**What is being asked:**
Could you rewrite the lines below as a JSON list of strings, one string per line with blank lines left out, covering only the lines from the line with "Roadside-survey request: point out the kayak deck" up to and including the line with "(1021, 577)"?

* begin *

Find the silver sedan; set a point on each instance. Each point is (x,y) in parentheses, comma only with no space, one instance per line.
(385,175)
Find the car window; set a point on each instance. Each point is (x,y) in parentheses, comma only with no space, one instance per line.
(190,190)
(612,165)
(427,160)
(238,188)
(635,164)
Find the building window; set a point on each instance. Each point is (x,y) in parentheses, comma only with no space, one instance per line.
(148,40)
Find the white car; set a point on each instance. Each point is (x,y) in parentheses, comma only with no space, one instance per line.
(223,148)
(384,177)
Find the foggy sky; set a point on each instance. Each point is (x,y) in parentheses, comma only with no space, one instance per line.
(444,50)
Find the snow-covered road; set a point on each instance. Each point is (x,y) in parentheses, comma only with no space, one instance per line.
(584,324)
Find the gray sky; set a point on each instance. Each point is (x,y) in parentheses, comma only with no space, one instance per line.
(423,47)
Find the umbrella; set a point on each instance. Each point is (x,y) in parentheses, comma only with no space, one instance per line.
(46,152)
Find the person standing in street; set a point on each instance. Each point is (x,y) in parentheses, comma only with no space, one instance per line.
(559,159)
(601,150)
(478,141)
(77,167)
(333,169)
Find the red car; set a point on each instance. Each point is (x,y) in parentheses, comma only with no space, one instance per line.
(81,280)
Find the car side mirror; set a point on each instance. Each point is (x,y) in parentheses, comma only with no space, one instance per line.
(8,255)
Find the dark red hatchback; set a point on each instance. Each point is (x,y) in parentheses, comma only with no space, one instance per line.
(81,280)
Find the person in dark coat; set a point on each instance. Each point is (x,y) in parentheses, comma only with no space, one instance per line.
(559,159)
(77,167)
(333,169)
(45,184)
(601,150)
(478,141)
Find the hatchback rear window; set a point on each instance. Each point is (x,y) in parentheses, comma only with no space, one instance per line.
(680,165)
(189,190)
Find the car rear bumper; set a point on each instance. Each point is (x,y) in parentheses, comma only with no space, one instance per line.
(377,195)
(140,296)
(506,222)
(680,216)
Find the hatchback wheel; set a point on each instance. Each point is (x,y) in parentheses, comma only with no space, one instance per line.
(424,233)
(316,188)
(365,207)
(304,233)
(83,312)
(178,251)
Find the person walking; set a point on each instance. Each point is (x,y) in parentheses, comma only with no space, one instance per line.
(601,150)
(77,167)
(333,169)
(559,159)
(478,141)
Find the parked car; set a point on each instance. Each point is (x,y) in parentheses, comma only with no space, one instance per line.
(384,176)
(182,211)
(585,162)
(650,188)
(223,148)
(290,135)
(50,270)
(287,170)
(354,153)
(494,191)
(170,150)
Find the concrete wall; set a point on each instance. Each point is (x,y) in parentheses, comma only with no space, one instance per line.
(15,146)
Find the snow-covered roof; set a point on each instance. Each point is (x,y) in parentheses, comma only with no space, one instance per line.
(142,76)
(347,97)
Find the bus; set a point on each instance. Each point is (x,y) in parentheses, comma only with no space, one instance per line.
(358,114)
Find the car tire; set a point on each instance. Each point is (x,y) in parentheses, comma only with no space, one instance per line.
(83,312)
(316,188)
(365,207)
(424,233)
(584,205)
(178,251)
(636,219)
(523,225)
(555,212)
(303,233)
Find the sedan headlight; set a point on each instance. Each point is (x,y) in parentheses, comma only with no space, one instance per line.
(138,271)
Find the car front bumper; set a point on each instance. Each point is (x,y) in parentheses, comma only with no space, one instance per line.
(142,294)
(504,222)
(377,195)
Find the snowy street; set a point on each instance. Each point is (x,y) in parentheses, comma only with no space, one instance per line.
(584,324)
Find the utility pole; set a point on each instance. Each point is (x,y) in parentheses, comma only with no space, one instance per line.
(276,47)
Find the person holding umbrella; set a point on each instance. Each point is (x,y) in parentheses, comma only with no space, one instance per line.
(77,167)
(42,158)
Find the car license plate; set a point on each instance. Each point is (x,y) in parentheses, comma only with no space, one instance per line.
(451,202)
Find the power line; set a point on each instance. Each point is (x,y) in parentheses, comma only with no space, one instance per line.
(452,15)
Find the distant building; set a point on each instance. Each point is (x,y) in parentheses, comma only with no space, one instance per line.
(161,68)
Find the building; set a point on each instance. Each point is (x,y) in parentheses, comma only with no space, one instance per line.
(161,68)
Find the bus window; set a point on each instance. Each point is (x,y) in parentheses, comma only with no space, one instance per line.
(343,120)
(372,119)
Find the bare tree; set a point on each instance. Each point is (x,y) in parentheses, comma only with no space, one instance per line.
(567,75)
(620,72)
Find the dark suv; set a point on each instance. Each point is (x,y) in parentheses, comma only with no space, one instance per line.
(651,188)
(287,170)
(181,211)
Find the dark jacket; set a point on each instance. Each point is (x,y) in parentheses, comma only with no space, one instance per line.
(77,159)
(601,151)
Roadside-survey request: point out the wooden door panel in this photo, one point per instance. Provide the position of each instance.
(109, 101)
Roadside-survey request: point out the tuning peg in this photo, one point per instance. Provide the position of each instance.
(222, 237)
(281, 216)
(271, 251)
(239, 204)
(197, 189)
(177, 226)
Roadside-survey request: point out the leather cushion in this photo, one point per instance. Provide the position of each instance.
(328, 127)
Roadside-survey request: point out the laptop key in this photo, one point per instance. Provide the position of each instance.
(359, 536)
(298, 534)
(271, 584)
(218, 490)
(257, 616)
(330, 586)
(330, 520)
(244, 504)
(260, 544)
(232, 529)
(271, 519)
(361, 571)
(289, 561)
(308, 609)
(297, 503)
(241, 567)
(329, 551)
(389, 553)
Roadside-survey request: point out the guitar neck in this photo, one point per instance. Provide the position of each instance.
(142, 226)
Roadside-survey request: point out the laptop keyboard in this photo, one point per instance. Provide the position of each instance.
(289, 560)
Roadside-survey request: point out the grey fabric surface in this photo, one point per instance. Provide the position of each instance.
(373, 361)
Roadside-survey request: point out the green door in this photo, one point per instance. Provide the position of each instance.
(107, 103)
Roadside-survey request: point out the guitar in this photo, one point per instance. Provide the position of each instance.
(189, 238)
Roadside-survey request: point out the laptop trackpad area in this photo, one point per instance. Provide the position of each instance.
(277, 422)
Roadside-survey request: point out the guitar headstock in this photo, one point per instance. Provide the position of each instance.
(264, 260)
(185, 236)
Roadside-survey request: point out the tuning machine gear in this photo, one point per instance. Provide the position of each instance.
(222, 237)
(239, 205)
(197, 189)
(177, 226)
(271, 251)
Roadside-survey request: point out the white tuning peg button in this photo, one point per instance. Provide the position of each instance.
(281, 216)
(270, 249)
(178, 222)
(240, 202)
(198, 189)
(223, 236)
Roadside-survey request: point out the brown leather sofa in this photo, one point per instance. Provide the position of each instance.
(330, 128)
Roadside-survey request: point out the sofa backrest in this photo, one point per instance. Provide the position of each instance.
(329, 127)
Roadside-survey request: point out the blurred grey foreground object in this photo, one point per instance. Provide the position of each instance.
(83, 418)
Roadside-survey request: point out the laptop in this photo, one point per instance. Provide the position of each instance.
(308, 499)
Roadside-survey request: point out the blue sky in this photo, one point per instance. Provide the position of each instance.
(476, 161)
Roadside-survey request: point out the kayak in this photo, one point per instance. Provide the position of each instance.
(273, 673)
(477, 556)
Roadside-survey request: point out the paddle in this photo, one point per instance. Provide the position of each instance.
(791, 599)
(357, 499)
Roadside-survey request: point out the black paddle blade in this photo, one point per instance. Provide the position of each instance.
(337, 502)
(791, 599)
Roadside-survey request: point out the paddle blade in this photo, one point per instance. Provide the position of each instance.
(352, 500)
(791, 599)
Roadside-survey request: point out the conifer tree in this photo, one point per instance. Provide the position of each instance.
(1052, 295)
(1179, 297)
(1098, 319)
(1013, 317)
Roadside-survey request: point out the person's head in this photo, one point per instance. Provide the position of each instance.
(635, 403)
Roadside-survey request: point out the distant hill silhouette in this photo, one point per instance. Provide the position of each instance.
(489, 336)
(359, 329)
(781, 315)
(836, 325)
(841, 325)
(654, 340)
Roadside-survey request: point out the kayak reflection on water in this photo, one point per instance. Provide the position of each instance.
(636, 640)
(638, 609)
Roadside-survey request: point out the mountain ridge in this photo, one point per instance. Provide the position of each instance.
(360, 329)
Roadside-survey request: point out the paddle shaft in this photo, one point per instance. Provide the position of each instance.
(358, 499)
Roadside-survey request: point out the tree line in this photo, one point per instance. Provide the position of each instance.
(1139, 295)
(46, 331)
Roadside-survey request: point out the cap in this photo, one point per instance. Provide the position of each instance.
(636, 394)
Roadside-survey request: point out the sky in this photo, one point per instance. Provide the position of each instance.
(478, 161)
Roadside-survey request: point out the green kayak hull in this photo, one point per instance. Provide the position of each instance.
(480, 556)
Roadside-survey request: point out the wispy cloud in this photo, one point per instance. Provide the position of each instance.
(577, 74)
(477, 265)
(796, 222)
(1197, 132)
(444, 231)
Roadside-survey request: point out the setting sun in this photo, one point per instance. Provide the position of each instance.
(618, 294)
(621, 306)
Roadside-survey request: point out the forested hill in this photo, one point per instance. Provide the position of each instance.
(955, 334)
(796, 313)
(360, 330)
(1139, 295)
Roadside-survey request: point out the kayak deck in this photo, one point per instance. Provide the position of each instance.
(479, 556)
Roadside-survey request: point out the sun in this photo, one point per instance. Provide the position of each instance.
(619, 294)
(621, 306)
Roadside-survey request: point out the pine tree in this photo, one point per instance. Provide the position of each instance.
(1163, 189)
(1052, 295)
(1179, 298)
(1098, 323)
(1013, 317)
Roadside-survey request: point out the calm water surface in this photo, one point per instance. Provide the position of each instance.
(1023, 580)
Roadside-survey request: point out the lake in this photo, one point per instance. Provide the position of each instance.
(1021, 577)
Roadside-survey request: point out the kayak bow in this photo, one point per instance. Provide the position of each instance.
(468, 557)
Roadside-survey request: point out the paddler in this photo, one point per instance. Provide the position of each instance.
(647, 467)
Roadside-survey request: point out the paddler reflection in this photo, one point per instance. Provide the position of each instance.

* end *

**Task solution:**
[
  "Roadside-survey request: point out the kayak deck in this photo, one point per instance. Provide the position of each instance.",
  "(479, 556)",
  "Roadside-survey request: point out the sun in this photo, one point per instance. Provide the position of each instance.",
  "(619, 294)",
  "(621, 306)",
  "Roadside-survey request: point out the pine tree in this photo, one point per instance. Provide the position of each instance.",
  "(1163, 189)",
  "(1052, 295)",
  "(1179, 298)",
  "(1098, 323)",
  "(1013, 317)",
  "Roadside-survey request: point out the calm water surface in this photo, one point per instance. Provide the position of each instance.",
  "(1023, 580)",
  "Roadside-survey request: point out the lake in this photo, one point per instance. Provide the position of each instance.",
  "(1021, 577)"
]